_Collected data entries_
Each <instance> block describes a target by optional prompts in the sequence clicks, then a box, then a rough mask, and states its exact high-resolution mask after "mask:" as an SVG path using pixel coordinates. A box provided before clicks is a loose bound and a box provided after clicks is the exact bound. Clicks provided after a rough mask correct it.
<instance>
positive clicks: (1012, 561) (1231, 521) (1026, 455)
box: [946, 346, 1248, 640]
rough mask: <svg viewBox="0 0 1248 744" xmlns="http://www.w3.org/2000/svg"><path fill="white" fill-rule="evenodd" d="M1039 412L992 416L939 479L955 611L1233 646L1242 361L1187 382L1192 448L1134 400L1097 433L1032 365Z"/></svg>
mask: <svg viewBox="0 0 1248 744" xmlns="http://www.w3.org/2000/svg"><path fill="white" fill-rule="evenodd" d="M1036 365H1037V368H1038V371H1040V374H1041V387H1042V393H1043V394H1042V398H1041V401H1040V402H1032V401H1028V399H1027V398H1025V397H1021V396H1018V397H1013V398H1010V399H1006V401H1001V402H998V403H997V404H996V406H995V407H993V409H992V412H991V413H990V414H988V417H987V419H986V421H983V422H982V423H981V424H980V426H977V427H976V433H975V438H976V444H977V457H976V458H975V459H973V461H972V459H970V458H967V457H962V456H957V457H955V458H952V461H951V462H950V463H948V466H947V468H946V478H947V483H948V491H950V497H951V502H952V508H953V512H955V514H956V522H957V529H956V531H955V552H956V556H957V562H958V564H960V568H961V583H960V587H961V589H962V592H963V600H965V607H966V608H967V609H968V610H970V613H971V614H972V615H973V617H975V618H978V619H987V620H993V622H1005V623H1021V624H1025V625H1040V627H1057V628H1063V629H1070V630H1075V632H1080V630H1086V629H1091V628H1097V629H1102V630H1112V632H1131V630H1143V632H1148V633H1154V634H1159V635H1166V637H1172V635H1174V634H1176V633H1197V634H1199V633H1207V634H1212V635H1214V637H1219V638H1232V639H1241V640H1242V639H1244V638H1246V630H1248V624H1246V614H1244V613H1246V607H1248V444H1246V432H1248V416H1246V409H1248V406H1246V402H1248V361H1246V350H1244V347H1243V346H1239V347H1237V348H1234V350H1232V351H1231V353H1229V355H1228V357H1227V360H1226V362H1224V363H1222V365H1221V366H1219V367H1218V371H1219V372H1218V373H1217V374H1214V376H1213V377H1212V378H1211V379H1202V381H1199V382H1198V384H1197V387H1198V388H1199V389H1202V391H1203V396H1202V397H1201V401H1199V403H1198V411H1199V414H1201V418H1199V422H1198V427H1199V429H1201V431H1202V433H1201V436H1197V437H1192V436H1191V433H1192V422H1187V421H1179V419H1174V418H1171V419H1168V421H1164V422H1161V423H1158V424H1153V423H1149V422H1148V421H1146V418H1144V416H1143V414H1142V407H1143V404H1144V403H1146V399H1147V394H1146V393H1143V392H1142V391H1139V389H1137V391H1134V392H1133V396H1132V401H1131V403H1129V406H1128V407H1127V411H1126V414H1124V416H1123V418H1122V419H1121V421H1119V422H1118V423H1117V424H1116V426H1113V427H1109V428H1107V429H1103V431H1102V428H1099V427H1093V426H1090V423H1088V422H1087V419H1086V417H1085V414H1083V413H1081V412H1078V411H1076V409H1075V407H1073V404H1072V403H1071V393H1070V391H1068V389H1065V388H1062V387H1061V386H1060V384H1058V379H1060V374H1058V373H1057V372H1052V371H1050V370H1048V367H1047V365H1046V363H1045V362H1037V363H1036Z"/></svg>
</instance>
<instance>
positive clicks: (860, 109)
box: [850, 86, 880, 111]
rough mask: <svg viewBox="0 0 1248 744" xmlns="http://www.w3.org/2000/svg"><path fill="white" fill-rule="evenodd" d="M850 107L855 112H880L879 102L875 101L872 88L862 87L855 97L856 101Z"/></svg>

_DIRECTIVE_
Put every line of the entries above into a numbered list, omitting any blank lines.

_SOLUTION TO THIS PROBLEM_
1. Each <instance> block describes a target by optional prompts in the sequence clicks, then a box, then a rough mask, and states its exact high-resolution mask after "mask:" as an SVG path using pixel coordinates. A box provided before clicks is a loose bound and a box provided after clicks is the exact bound. Clicks provided after a rough mask correct it.
2. <instance>
3. positive clicks: (1012, 561) (1231, 521) (1026, 455)
4. box: [946, 346, 1248, 640]
5. rough mask: <svg viewBox="0 0 1248 744" xmlns="http://www.w3.org/2000/svg"><path fill="white" fill-rule="evenodd" d="M1039 412L992 416L939 479L955 611L1233 646L1242 361L1187 382L1192 448L1134 400L1097 433L1032 365Z"/></svg>
6. mask: <svg viewBox="0 0 1248 744" xmlns="http://www.w3.org/2000/svg"><path fill="white" fill-rule="evenodd" d="M1036 365H1037V368H1038V371H1040V374H1041V387H1042V393H1043V394H1042V398H1041V401H1040V402H1032V401H1028V399H1027V398H1025V397H1021V396H1018V397H1013V398H1010V399H1006V401H1001V402H998V403H997V404H996V406H995V407H993V409H992V412H991V413H990V414H988V417H987V419H986V421H983V422H982V423H981V424H980V426H977V427H976V433H975V438H976V444H977V457H976V458H975V459H973V461H972V459H970V458H967V457H962V456H957V457H955V458H952V461H951V462H950V463H948V466H947V468H946V478H947V483H948V491H950V497H951V502H952V508H953V512H955V514H956V522H957V529H956V531H955V552H956V556H957V562H958V564H960V568H961V583H960V587H961V589H962V592H963V600H965V607H966V608H967V609H968V610H970V613H971V614H972V615H973V617H975V618H978V619H987V620H993V622H1005V623H1021V624H1025V625H1040V627H1057V628H1063V629H1070V630H1075V632H1080V630H1086V629H1091V628H1097V629H1102V630H1112V632H1131V630H1143V632H1148V633H1154V634H1159V635H1166V637H1172V635H1174V634H1176V633H1197V634H1199V633H1207V634H1212V635H1214V637H1219V638H1232V639H1241V640H1242V639H1244V638H1246V630H1248V624H1246V614H1244V613H1246V607H1248V444H1246V432H1248V416H1246V409H1248V406H1246V402H1248V361H1246V350H1244V347H1243V346H1239V347H1237V348H1234V350H1232V351H1231V353H1229V355H1228V357H1227V360H1226V362H1224V363H1222V365H1221V366H1219V367H1218V371H1219V372H1218V373H1217V374H1214V376H1213V377H1212V378H1211V379H1202V381H1199V382H1198V384H1197V387H1198V388H1199V389H1202V391H1203V396H1202V397H1201V401H1199V403H1198V411H1199V414H1201V418H1199V422H1198V427H1199V429H1201V431H1202V433H1201V436H1197V437H1192V436H1191V433H1192V422H1187V421H1179V419H1174V418H1171V419H1168V421H1164V422H1161V423H1158V424H1153V423H1149V422H1148V421H1146V418H1144V416H1143V414H1142V407H1143V404H1144V403H1146V399H1147V394H1146V393H1143V392H1142V391H1139V389H1137V391H1134V392H1133V396H1132V401H1131V403H1129V406H1128V407H1127V411H1126V414H1124V416H1123V418H1122V419H1121V421H1119V422H1118V423H1117V424H1116V426H1113V427H1109V428H1107V429H1103V431H1102V428H1099V427H1093V426H1090V423H1088V422H1087V419H1086V417H1085V414H1083V413H1081V412H1078V411H1076V409H1075V407H1073V404H1072V403H1071V393H1070V391H1068V389H1065V388H1062V387H1061V386H1060V384H1058V379H1060V374H1058V373H1057V372H1052V371H1050V370H1048V367H1047V365H1046V363H1045V362H1037V363H1036Z"/></svg>
7. </instance>
8. <instance>
9. positive clicks: (860, 109)
10. box: [850, 86, 880, 111]
11. rough mask: <svg viewBox="0 0 1248 744" xmlns="http://www.w3.org/2000/svg"><path fill="white" fill-rule="evenodd" d="M850 107L855 112H880L879 102L875 101L872 88L862 87L855 97L856 101Z"/></svg>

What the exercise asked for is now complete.